_Objective_. State the number of lines in the records below that contain the word "umbrella", and give nothing but that number.

_Dataset entries_.
-*-*-

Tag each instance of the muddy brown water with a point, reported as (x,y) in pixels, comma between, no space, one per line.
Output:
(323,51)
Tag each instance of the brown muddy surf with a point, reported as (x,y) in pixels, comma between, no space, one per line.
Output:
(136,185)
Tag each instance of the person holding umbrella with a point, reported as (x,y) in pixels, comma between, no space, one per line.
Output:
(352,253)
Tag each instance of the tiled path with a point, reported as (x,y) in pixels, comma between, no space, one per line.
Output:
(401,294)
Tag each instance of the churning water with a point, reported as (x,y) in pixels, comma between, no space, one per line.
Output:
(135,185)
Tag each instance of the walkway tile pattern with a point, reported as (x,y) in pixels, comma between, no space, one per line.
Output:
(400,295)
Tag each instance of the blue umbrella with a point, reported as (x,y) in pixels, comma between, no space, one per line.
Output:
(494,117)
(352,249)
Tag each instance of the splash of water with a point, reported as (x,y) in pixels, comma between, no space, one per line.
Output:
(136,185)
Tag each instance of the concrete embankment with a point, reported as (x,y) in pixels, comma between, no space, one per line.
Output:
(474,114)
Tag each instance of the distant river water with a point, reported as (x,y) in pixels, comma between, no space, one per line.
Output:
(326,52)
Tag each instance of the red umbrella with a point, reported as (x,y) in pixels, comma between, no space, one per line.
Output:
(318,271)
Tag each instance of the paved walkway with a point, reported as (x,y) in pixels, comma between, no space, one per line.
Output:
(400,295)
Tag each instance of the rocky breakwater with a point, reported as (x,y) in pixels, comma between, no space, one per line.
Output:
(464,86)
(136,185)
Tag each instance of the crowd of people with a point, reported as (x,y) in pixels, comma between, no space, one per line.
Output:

-*-*-

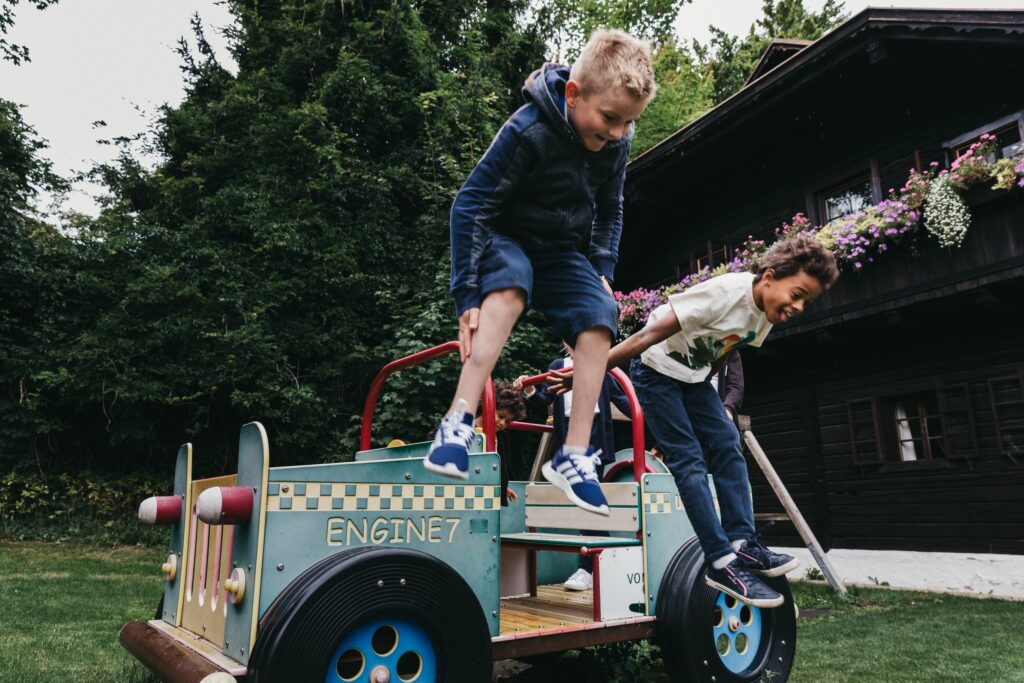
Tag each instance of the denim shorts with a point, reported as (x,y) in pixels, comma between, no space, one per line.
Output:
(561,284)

-*-*-

_Problem solution_. 3